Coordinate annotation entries
= = =

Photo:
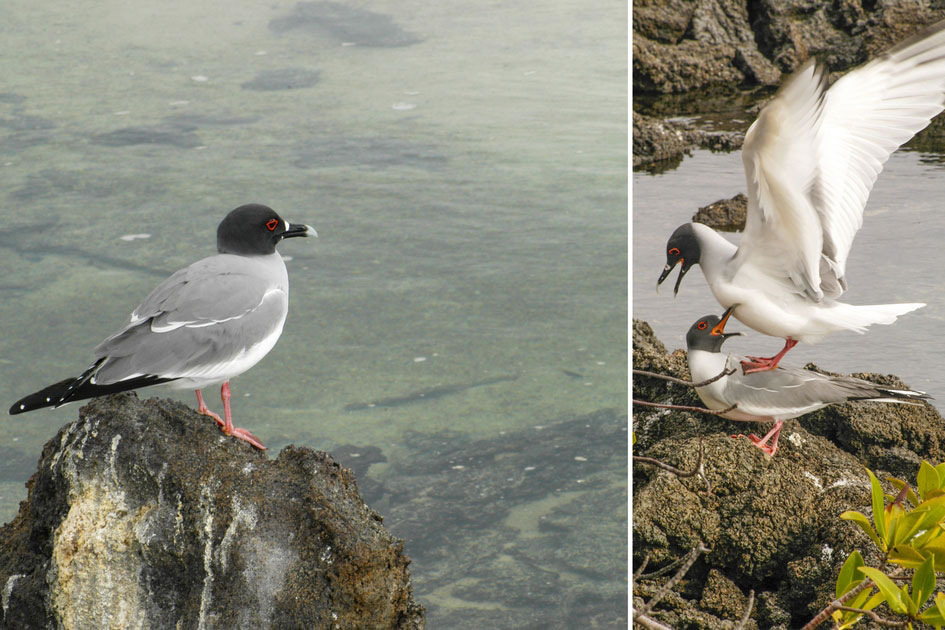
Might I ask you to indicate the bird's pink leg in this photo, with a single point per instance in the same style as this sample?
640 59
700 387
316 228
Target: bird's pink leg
763 364
204 410
228 427
762 443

= = =

### Exercise requirements
Reproduce all lines of the entries above, requests included, with every coordinate in the answers shifted by adding 53 to each number. Omit the pictures from your reply.

### Output for this exercise
Photo:
Might I ask you to indicate the bird's pink leg in this photo, with a single point per instance in the same style as this sample?
640 59
700 387
316 228
Target: bird's pink leg
816 417
257 463
281 480
815 496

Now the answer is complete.